» TEXT SHOWN:
★ ★ ★ ★ ★

Life may have no meaning. Or even worse, it may have a meaning of which I disapprove - Ashleigh Brilliant
THE OPEN RIGHTS GROUP (ORG) has revealed that a leak to James Firth from Slightly Right Of Centre of proposals to allow web site blocking for alleged copyright infringement is genuine.
The proposals would require internet service providers (ISPs) to block web sites accused of infringing copyright, and would even call for a fast response blocking scheme for things like live events.
This was heavily criticised by rights groups for its potential to circumvent due process and unfairly block web sites without giving them a chance to respond to and fight the allegations, which could have a significant negative impact on freedom of expression on the internet.
ORG filed a Freedom of Information (FOI) request to have the minutes of discussions between minister of communications Ed Vaizey and various internet bodies and copyright holders released. The Department for Culture, Media and Sport agreed to this request.
ORG criticised the blocking proposals, saying that internet service providers were considering restricting and controlling the internet for their own interests, thanks to the fact that many of them are now becoming content providers in their own right.

★ ★ ★ ★ ★

[Point-based annotation data]
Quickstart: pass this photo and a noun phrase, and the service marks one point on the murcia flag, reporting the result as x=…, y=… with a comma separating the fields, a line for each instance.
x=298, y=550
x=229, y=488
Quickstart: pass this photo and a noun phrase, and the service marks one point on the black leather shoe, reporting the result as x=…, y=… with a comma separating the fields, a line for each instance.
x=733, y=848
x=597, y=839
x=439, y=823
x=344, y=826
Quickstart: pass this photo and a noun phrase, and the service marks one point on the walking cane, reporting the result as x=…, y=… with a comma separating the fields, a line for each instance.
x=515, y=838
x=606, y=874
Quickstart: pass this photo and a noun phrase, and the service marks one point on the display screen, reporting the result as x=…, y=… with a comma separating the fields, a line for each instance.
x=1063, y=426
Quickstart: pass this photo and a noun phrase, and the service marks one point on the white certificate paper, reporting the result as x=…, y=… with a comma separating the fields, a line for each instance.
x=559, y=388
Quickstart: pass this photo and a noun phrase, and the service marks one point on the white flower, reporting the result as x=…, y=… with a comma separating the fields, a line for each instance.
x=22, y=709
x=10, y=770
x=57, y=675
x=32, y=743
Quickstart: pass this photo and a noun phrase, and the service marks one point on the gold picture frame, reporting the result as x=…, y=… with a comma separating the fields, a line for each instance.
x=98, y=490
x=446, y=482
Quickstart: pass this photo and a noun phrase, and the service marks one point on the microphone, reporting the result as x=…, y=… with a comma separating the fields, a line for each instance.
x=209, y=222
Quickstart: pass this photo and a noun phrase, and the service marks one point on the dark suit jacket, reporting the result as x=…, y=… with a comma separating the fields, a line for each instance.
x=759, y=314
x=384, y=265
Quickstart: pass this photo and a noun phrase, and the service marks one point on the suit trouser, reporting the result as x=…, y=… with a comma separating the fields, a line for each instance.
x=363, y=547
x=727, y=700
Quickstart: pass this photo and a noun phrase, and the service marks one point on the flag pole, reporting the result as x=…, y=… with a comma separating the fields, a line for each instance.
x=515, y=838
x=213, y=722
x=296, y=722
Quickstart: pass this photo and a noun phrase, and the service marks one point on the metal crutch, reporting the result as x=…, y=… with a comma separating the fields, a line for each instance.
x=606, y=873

★ ★ ★ ★ ★

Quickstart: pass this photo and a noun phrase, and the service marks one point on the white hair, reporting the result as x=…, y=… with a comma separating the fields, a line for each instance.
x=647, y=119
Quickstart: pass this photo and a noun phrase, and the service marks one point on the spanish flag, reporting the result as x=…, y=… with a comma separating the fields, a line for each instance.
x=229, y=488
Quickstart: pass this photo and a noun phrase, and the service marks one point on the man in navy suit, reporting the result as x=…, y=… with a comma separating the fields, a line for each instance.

★ ★ ★ ★ ★

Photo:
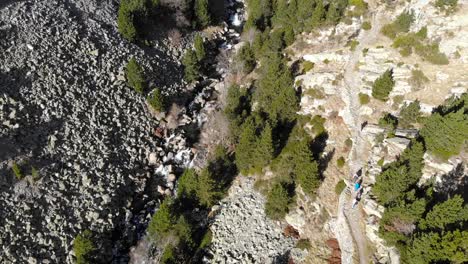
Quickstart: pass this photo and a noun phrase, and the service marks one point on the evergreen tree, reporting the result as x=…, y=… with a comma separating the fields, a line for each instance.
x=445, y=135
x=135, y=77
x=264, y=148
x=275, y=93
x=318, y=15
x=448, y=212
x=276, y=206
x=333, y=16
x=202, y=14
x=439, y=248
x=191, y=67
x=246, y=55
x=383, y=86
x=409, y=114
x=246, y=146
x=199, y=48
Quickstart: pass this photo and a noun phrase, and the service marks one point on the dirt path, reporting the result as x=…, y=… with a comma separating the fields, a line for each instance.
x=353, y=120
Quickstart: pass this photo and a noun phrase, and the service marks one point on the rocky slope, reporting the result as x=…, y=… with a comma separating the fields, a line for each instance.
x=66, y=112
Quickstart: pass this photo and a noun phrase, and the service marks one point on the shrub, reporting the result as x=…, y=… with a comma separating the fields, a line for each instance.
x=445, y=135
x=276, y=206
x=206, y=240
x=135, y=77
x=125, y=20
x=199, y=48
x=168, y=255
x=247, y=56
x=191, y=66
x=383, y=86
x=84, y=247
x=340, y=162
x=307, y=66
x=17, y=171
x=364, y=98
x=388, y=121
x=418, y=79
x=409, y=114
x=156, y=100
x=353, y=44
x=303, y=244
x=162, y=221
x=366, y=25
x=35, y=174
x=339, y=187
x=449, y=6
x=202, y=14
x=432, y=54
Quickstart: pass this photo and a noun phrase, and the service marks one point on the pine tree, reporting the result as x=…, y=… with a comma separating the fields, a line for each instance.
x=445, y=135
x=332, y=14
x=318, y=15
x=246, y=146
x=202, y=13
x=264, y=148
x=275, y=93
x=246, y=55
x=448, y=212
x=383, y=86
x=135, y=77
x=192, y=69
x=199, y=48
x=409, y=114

★ ★ ★ ★ ★

» SET EXERCISE A: List every abbreviation in the article on web site blocking along with the full form it stands for.
» SET EXERCISE B: In the article on web site blocking, which department agreed to ORG's request?
» SET EXERCISE C: Retype the part of the article on web site blocking starting with "The proposals would" and going on through "on the internet.".

» COMPLETE OUTPUT A:
ORG: Open Rights Group
ISPs: internet service providers
FOI: Freedom of Information

» COMPLETE OUTPUT B: The Department for Culture, Media and Sport.

» COMPLETE OUTPUT C:
The proposals would require internet service providers (ISPs) to block web sites accused of infringing copyright, and would even call for a fast response blocking scheme for things like live events.
This was heavily criticised by rights groups for its potential to circumvent due process and unfairly block web sites without giving them a chance to respond to and fight the allegations, which could have a significant negative impact on freedom of expression on the internet.